[Supplied material]

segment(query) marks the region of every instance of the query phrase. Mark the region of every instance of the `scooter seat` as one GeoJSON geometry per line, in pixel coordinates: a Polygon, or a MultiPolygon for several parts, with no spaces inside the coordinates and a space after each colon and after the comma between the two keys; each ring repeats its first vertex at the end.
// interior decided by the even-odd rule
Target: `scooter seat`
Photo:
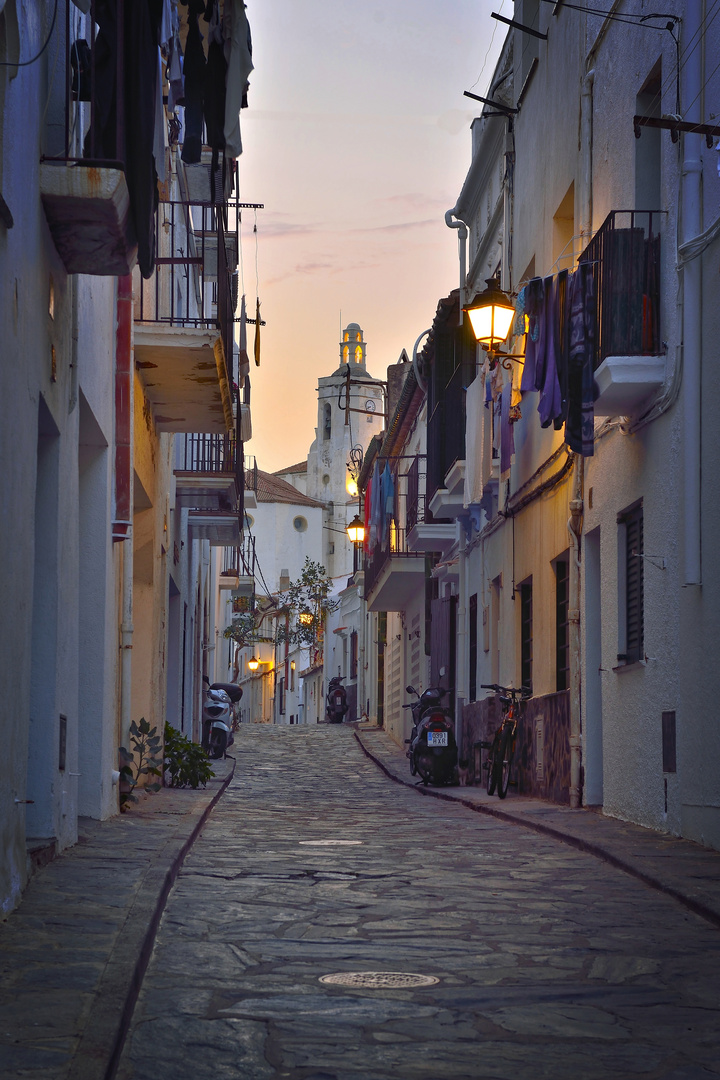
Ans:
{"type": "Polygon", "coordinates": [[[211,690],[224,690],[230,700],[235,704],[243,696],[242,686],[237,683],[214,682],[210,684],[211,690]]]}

[/Supplied material]

- _Directions for this task_
Output all the entries above verbatim, please. No images.

- _The answer_
segment(query) marks the region of every instance of the query phrase. Mark the region of every instance of the `scooter seat` as one GeoJSON geometry per line, in pixel coordinates: a Polygon, or a MultiPolygon for several parts, with no spaces inside the coordinates and a space after each colon and after the comma between the two keys; each ring repeats its first vertex at the end.
// interior decided by the even-odd rule
Target: `scooter seat`
Photo:
Ans:
{"type": "Polygon", "coordinates": [[[211,690],[224,690],[230,700],[235,704],[243,696],[242,686],[237,683],[214,682],[210,684],[211,690]]]}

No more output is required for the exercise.